TASK INSTRUCTIONS — Only one span belongs in the answer: the line holding "Target: rear wheel" through the last line of the entries below, retyped exactly.

[Opening DATA SHOWN section]

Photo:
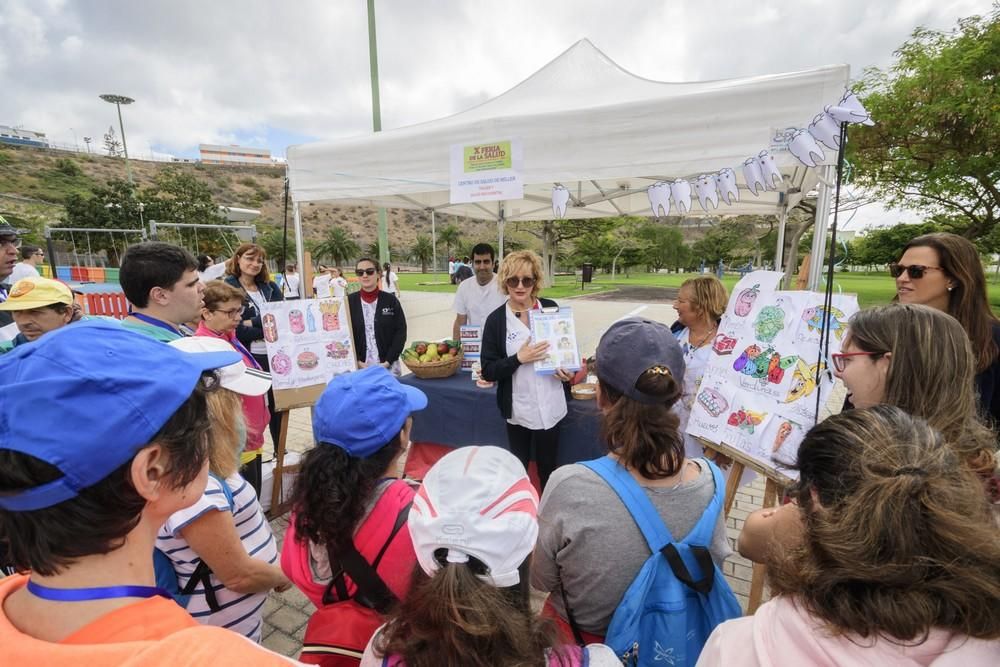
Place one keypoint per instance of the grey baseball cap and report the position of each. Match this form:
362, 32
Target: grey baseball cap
632, 346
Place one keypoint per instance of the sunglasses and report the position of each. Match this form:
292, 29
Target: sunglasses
526, 281
916, 271
840, 359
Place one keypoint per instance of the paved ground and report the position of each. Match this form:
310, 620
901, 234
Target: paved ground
429, 316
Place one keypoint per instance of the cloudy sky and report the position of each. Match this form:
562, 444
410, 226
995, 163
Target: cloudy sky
267, 73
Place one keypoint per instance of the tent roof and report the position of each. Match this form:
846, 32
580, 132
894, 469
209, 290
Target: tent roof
588, 124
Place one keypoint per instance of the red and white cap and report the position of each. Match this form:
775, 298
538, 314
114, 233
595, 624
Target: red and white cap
476, 502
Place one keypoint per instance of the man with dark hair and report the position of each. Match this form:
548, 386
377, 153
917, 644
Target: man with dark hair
38, 305
9, 244
161, 282
82, 498
31, 257
476, 299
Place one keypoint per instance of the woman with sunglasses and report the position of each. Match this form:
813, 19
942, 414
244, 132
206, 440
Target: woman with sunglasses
377, 320
533, 405
943, 271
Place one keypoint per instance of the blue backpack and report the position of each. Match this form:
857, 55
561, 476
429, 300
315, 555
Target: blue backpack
679, 595
166, 576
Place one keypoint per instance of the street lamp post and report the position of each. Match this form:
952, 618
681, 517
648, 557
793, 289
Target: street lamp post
118, 101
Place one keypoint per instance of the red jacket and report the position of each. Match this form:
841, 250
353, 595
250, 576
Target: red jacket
255, 412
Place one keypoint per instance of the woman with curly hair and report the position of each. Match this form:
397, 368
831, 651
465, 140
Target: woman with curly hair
347, 493
891, 559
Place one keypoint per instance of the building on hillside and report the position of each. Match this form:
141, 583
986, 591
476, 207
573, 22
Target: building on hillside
22, 137
236, 155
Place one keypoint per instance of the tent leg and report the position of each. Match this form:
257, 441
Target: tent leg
819, 228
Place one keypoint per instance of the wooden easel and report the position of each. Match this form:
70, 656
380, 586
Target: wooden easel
772, 486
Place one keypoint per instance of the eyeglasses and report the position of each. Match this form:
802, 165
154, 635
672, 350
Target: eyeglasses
916, 271
840, 359
526, 281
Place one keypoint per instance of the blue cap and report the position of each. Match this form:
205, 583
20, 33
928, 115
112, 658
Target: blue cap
102, 392
361, 412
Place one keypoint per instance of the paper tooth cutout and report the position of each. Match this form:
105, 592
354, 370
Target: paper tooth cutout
560, 197
753, 176
659, 198
826, 130
681, 191
850, 110
804, 147
725, 182
705, 187
769, 170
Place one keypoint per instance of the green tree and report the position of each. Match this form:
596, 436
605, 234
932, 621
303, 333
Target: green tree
422, 251
337, 246
936, 142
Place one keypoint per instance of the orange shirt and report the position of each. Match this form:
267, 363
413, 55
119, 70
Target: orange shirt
153, 631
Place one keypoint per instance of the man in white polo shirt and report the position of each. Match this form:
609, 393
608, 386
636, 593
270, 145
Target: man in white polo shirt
476, 299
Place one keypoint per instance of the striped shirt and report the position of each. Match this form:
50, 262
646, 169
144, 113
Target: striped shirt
239, 612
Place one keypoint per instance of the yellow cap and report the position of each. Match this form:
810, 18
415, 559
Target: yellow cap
36, 292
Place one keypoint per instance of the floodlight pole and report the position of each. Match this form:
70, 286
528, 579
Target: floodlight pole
118, 101
383, 225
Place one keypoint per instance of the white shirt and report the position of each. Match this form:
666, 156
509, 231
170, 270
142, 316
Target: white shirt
477, 301
240, 612
22, 270
538, 401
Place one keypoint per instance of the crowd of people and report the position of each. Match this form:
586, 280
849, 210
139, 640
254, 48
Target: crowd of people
130, 473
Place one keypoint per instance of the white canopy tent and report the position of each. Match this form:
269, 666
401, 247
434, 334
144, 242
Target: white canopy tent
585, 123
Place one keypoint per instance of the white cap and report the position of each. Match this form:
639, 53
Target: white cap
237, 377
476, 502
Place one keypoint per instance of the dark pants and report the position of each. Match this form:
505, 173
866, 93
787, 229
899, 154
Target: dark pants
542, 447
253, 473
275, 425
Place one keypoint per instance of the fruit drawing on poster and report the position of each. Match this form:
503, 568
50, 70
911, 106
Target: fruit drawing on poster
557, 328
308, 341
758, 394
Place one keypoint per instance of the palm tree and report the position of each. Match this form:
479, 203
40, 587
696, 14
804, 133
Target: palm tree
422, 251
449, 236
338, 246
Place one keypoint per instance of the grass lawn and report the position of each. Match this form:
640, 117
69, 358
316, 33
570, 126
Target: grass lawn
871, 288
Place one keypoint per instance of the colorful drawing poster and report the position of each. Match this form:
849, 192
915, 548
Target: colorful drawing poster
308, 341
558, 329
760, 390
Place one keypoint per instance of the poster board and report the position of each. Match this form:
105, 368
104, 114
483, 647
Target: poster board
309, 342
758, 395
557, 327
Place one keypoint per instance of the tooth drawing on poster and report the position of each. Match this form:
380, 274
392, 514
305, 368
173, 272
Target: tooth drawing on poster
758, 394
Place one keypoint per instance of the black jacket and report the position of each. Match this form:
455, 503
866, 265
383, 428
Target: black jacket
390, 327
248, 334
497, 366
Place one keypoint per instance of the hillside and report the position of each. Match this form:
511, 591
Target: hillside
33, 188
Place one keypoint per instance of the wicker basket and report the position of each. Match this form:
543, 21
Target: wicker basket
435, 369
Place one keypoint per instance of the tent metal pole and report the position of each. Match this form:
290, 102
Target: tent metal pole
433, 242
819, 228
300, 249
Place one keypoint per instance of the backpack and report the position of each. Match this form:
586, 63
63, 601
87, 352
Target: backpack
166, 576
339, 631
679, 595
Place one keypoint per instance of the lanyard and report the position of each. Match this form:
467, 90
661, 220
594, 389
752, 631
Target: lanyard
157, 323
97, 593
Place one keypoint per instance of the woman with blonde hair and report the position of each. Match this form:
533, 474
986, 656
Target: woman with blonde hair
944, 271
700, 303
224, 540
893, 559
533, 404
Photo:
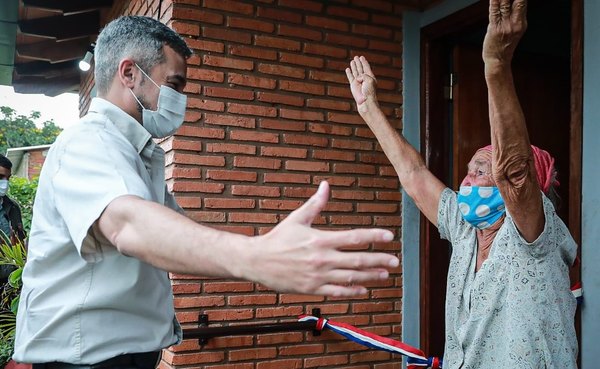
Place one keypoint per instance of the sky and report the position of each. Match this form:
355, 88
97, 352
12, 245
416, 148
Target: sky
63, 109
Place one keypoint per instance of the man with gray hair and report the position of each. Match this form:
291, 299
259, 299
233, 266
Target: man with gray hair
105, 229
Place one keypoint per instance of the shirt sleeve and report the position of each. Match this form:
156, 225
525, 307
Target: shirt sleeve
94, 168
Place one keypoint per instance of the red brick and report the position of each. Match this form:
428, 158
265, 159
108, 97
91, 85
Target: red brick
303, 87
280, 98
230, 6
387, 221
265, 111
205, 75
379, 182
256, 299
278, 364
307, 166
277, 43
352, 195
253, 218
336, 91
219, 203
351, 144
215, 161
376, 208
329, 129
252, 81
230, 148
205, 45
178, 172
198, 301
201, 132
254, 136
198, 187
229, 93
253, 354
304, 5
345, 118
256, 162
197, 14
226, 62
262, 191
326, 50
389, 196
279, 204
252, 52
184, 28
281, 70
203, 104
227, 35
279, 15
283, 125
328, 104
231, 175
300, 32
279, 311
283, 152
223, 286
327, 23
328, 77
353, 168
334, 155
251, 24
329, 360
307, 61
293, 139
286, 178
230, 120
206, 216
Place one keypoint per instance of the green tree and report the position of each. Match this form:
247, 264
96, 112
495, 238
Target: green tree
18, 130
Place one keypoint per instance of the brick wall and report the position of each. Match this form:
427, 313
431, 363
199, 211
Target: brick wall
270, 115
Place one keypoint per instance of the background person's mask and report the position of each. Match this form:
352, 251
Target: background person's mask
169, 114
480, 206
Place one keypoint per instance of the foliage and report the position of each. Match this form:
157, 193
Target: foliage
13, 256
18, 130
23, 192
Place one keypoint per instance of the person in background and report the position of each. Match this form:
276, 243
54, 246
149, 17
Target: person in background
508, 301
105, 230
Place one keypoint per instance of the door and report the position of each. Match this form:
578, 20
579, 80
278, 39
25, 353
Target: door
455, 123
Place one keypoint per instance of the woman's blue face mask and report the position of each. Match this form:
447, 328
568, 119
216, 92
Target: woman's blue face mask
480, 206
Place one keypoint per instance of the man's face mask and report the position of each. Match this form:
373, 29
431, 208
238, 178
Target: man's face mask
3, 187
169, 114
480, 206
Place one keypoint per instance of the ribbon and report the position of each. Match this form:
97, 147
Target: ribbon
415, 358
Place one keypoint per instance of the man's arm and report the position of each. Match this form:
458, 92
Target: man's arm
293, 257
513, 166
418, 182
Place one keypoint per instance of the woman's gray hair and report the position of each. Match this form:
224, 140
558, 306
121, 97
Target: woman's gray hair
140, 38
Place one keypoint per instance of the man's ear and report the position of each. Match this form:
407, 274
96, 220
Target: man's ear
127, 72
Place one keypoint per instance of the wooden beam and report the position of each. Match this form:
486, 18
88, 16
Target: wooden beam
54, 51
63, 28
47, 86
46, 69
68, 6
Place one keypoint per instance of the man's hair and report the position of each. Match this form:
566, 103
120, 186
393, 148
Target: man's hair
5, 162
140, 38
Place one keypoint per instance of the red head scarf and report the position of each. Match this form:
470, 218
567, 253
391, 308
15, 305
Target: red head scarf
544, 167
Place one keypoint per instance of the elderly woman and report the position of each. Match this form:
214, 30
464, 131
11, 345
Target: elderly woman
508, 301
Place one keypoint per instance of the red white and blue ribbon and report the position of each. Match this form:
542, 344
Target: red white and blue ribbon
577, 291
416, 359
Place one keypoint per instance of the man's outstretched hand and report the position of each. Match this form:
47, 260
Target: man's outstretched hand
294, 257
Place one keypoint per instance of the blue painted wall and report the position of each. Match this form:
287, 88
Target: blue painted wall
590, 248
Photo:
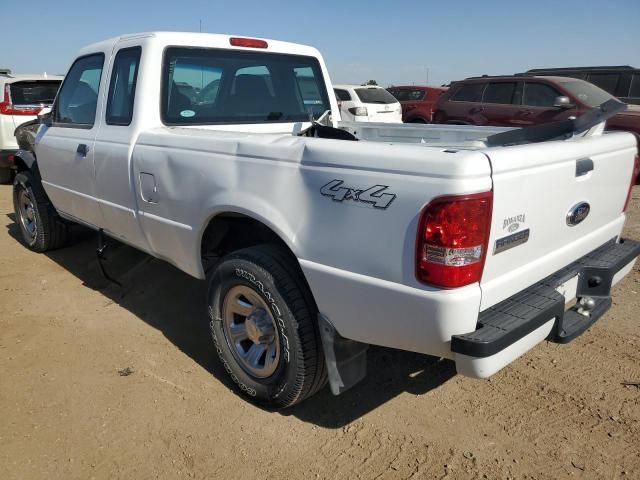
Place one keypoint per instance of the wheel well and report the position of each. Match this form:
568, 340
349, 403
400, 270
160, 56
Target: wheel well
229, 232
20, 164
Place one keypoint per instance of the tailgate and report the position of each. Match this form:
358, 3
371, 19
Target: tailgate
553, 203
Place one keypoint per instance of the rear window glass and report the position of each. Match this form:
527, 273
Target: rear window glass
587, 92
34, 92
501, 92
469, 93
410, 95
209, 86
540, 95
375, 95
606, 81
634, 91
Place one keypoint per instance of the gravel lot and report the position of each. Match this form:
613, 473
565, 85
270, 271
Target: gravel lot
97, 384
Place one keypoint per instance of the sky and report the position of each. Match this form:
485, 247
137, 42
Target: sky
392, 42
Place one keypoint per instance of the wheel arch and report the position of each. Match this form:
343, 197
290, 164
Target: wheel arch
232, 229
26, 160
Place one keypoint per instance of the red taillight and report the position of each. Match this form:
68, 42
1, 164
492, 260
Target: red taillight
452, 240
634, 175
248, 42
6, 108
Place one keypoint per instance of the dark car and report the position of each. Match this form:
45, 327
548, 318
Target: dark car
518, 101
417, 102
620, 81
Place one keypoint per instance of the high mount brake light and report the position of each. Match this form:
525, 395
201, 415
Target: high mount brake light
453, 239
634, 175
7, 108
359, 111
248, 42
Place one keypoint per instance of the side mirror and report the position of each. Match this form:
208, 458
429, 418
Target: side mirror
45, 116
562, 102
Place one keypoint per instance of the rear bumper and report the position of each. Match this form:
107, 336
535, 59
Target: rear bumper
513, 326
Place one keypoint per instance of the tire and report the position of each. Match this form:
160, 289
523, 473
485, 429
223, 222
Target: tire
278, 316
41, 227
5, 175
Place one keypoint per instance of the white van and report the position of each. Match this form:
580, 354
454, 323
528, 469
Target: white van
368, 103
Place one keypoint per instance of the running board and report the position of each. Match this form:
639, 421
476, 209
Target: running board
100, 253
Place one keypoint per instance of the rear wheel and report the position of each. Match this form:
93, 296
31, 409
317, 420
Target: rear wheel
41, 227
264, 328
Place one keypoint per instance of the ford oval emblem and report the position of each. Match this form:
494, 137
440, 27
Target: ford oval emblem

[Closing DATA SHOWN section]

RESPONSE TO THIS TASK —
Target: rear wheel
41, 227
264, 328
Place one keypoint per instance of the ford oval emblem and report the position of each. Match this form:
494, 137
440, 27
Target: ford oval emblem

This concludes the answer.